▸ **WHAT THE EXERCISE ASKS**
Render the lines below as a JSON list of strings, one string per line, with blank lines omitted.

--- begin GIVEN DATA ---

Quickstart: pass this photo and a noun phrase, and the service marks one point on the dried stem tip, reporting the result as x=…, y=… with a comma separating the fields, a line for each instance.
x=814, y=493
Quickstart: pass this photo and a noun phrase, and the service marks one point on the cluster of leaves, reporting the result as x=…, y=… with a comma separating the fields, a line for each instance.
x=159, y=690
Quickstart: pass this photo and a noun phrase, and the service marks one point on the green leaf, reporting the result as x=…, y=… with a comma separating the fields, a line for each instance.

--- end GIVEN DATA ---

▸ **SOLUTION TO THIS PROBLEM**
[
  "Quickstart: pass this photo and a noun phrase, and the service marks one point on the dried stem tip, reporting the result as x=…, y=… with a comma separating the fields, a line for each instance.",
  "x=814, y=493",
  "Quickstart: pass this photo and a noun phrase, and the service marks one point on the cluster of leaves, reporting the result as x=…, y=… with a comma separating the fields, a line for each instance.",
  "x=159, y=690",
  "Quickstart: pass this photo and a noun phrase, and the service marks one point on the green leaf, reporting the result as x=…, y=… with a comma separating the fields, a line for each instance."
]